— Start RECORDS TO USE —

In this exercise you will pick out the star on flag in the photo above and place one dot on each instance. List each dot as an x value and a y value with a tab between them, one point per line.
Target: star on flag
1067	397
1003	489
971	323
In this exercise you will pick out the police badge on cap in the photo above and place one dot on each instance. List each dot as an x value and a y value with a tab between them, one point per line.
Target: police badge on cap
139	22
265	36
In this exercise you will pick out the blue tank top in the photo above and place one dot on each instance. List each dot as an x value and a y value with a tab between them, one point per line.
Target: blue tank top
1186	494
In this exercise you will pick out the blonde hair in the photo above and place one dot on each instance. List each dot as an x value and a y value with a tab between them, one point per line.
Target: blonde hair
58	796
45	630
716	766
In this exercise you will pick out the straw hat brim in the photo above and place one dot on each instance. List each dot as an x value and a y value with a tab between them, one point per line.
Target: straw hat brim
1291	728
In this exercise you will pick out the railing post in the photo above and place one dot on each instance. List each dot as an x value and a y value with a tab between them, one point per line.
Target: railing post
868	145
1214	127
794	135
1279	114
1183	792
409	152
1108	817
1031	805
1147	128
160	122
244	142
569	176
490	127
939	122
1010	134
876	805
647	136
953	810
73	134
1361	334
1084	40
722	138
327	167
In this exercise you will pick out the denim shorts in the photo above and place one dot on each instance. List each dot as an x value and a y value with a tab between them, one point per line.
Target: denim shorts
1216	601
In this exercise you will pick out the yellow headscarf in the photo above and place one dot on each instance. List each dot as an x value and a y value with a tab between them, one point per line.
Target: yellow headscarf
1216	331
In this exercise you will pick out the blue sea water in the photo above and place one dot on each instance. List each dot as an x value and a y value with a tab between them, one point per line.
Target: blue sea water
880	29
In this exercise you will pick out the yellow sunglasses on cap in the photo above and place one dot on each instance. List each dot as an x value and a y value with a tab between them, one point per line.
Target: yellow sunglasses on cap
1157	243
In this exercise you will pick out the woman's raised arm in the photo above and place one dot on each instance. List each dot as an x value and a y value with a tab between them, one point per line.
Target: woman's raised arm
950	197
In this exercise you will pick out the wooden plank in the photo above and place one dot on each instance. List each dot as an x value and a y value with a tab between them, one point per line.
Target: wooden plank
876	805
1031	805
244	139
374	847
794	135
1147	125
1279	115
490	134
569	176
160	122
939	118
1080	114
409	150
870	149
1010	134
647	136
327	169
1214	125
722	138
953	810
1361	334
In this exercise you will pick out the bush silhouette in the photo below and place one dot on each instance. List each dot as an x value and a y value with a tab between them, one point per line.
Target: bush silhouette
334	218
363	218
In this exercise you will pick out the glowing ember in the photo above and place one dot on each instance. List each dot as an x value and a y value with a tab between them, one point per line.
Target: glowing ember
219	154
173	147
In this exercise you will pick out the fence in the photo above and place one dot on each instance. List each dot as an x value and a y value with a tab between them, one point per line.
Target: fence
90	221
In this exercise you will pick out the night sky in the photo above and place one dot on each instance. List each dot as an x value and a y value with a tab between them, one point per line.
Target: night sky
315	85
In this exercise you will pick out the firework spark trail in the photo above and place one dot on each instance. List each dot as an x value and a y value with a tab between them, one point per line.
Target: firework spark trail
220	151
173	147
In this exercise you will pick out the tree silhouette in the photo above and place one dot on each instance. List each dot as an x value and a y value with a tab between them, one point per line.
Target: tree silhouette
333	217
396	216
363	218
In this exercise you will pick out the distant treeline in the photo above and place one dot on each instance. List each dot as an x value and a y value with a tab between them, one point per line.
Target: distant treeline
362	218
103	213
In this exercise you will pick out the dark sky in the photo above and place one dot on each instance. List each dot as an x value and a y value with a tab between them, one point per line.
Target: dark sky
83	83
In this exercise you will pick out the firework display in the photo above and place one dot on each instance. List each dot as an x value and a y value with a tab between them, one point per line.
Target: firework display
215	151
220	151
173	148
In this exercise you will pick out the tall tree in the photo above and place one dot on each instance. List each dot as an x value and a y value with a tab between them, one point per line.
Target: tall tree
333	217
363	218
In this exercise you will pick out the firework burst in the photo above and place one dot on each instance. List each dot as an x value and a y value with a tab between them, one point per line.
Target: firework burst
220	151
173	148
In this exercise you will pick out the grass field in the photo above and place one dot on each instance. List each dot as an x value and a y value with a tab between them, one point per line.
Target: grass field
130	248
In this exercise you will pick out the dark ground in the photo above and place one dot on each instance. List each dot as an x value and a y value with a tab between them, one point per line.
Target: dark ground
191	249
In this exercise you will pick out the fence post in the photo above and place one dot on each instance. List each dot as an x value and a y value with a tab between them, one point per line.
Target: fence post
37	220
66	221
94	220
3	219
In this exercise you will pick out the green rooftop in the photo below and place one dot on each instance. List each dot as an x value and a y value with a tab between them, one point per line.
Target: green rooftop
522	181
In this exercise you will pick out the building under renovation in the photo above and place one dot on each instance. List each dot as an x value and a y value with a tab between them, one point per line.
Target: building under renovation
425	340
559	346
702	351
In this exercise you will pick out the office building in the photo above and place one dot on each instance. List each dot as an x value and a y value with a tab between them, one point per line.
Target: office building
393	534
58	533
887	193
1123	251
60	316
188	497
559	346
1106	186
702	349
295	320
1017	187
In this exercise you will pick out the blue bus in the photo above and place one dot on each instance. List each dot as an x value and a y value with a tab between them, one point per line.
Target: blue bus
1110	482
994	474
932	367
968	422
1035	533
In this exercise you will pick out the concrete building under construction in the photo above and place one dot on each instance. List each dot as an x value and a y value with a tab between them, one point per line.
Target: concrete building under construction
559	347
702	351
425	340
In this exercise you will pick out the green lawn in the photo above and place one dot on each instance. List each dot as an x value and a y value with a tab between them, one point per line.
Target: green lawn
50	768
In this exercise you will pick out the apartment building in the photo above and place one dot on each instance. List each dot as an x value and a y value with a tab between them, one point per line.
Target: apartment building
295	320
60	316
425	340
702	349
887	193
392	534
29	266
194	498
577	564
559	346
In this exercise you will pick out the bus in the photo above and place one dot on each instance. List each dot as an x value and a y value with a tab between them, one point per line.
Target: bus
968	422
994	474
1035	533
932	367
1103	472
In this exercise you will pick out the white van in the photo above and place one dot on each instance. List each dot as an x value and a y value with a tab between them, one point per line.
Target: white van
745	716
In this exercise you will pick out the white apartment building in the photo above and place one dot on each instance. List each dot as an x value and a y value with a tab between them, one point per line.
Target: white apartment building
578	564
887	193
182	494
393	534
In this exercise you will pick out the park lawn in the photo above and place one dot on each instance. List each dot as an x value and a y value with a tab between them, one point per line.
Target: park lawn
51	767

— End RECORDS TO USE —

## WHAT YOU SHOULD DO:
Please reproduce every one of the entries above verbatim, keeping each line unchanged.

## RESULT OF THE EXERCISE:
In this exercise you will pick out the star on flag in the photo above and place one dot on each instance. List each dot as an x value and a y value with a tab between them, one point per line.
Target: star on flag
1067	397
1003	489
971	323
In this exercise you will pick out the police badge on cap in the photo above and place one dot on each instance. List each dot as an x value and a y value with a tab between them, one point per line.
Target: police badge on cap
139	22
265	36
In this exercise you will pick out the blue tank top in the photo above and place one dot on each instance. List each dot as an x value and a y value with a tab between them, one point per line.
Target: blue tank top
1186	494
In this exercise you will pick out the blonde hair in the photo above and place one dot on each instance. List each dot as an x value and a y value with a tab between them, one point per line.
Target: blonde hair
58	796
45	630
716	766
In this exercise you will pick out the straw hat brim in the photo above and place one dot on each instance. List each dot as an x value and a y value with a tab between them, one point per line.
Target: straw hat brim
1291	728
In this exercise you will pick out the railing post in the photo above and place one dot on each instance. List each dot as an x value and a y value with a tab between them, one point per line.
Target: railing post
868	145
1214	127
794	135
1279	114
1183	792
409	152
1108	817
1031	805
1147	128
160	122
244	142
569	176
490	127
939	122
1010	134
876	805
647	136
953	810
73	134
1361	334
1084	40
722	138
327	167
In this exercise you will pick out the denim shorts in the photo above and place one dot on each instance. List each dot as an x value and a y value with a tab between them, one point per line.
Target: denim shorts
1216	601
In this exercise you will pick out the yellow headscarf in the photo above and place one dot on each instance. List each dot as an x value and a y value with a tab between them, one point per line.
Target: yellow headscarf
1216	331
In this exercise you will pick out the blue sea water in the photo above and place one dot on each instance. List each dot as an x value and a y value with a tab between them, one point per line.
Target: blue sea water
880	29
In this exercise you will pick out the yellow sunglasses on cap in the photo above and place one dot on each instance. List each dot as an x value and a y value with a tab between them, one point per line.
Target: yellow sunglasses on cap
1157	243
In this exercise you will pick out the woman's raised arm in the photo above and place one dot on each instance. List each dot as an x value and a y value with a tab between them, one point per line.
Target: woman's raised arm
950	197
In this exercise you will pick out the wooden plank in the photo above and place one dot on each instance. List each dot as an x value and a y value with a tab between them, one point per line.
Target: wooden plank
876	805
1031	805
244	139
374	847
794	135
1147	125
1279	115
490	134
569	176
160	122
939	118
1080	114
409	150
870	149
1010	134
647	136
327	169
1214	125
722	138
953	810
1361	334
In this exercise you will pick out the bush silhouette in the photo below and place one dot on each instance. List each dot as an x value and a y value with a tab between them, one point per line.
Target: bush silhouette
334	218
363	218
In this exercise you will pick out the glowing ember in the photo above and place one dot on each instance. List each dot as an x value and a y value with a tab between them, one point per line.
Target: glowing ember
219	154
173	147
In this exercise you will pick out the fence in the photo above and place one dot on each instance. List each dot as an x value and a y value with a tab between them, one point per line.
Target: fence
90	221
In this exercise you will pick out the night sky in the photo above and place one dot on each instance. List each dot as an x value and a y value with a tab between them, one point per line.
Target: night sky
315	85
In this exercise you will pick out the firework spark trail in the photo above and place one dot on each instance. List each dot as an x value and a y value with a tab between them, one point per line.
Target: firework spark trail
220	151
173	147
In this exercise you will pick out the tree silhouette in the photo above and place one dot on each instance. List each dot as an x value and a y value with a tab between them, one point per line.
Target: tree silhouette
333	217
396	216
363	218
In this exercise you will pick out the distant treeline in the photo above and place one dot on each instance. List each dot as an x value and a y value with a tab between them, one point per line.
Target: distant treeline
362	218
103	213
In this exercise you will pick out the dark sky in the photo above and place one dot on each instance. List each dot as an x value and a y value with a tab between them, one point per line.
Target: dark sky
83	83
In this exercise you will pick out the firework display in the photo above and place one dot on each instance. List each dot as an x value and a y value with a tab between them, one point per line.
Target: firework display
215	151
220	151
173	148
In this exercise you will pick out the tall tree in the photo above and place one dot on each instance. List each dot as an x value and a y value with a tab between them, one point per line.
Target: tall tree
333	217
363	218
In this exercise you will pick out the firework burst in the photo above and place one dot on each instance. List each dot as an x value and a y value with a tab between them, one point per line.
Target: firework burst
220	151
173	148
In this exercise you will pick out the grass field in the photo above and place one dot on each instance. List each dot as an x value and a y value with a tab between them, one point per line.
Target: grass field
130	248
In this exercise you will pick out the dark ground in the photo above and place one dot on each instance. List each dot as an x value and a y value with a tab between them, one point per line.
Target: dark ground
191	249
In this exercise you will pick out the fence post in the photo above and place one dot on each instance. List each dot as an x value and a y value with a tab between them, one point per line.
Target: fence post
37	220
66	221
94	220
3	219
In this exercise you will pick out the green rooftop in the photo below and place one dot on each instance. List each dot as an x value and a y value with a tab between them, one point per line.
Target: green rooftop
522	181
In this exercise you will pick out the building under renovation in the photo above and place one dot on each instance. List each dot as an x value and a y value with a tab between them, one point per line.
Target: building under renovation
425	340
559	346
702	351
In this exercise you will pick out the office building in the photo above and place one dot on each instance. List each dot as an x value and a y value with a tab between them, one point per line.
Target: office building
393	534
58	533
887	193
1123	251
60	316
188	497
559	346
1106	186
702	349
295	320
1017	187
In this exercise you will pick out the blue bus in the photo above and place one dot on each instance. List each dot as an x value and a y value with a tab between them, one point per line.
Target: blue bus
1110	482
994	474
932	367
968	422
1035	533
In this exercise you will pick out the concrete building under construction in the photo above and place one dot on each instance. List each dot as an x value and a y value with a tab between them, one point per line.
Target: concrete building under construction
559	347
702	351
425	340
In this exercise you will pick out the green lawn in the photo above and place one dot on each instance. List each dot as an x value and a y value with a tab between them, one point per line.
Target: green lawn
50	768
In this exercise you will pick out the apartment building in the photo above and place one dot on each instance. List each dot as an x value and a y value with a tab between them, one point per line.
Target: apartment building
295	320
60	316
425	340
702	349
887	193
392	534
29	266
194	498
577	564
559	346
In this exercise you will pick out the bus in the photo above and place one dot on each instance. List each dot as an x value and a y value with a tab between them, one point per line.
Target: bus
968	422
994	474
1035	533
932	367
1103	472
In this exercise you will pick out the white van in the photo above and place one dot on each instance. List each dot as an x value and a y value with a tab between them, one point per line.
Target: white van
745	716
In this exercise you will pick out the white apartment building in the photo above and place one dot on each instance. List each dot as an x value and a y value with a tab between them, one point per line.
Target: white apartment building
578	564
887	193
182	494
393	534
In this exercise you will pick out the park lawn in the photo above and place one dot on each instance. List each dot as an x value and a y value with a tab between them, one point per line.
Target: park lawn
51	767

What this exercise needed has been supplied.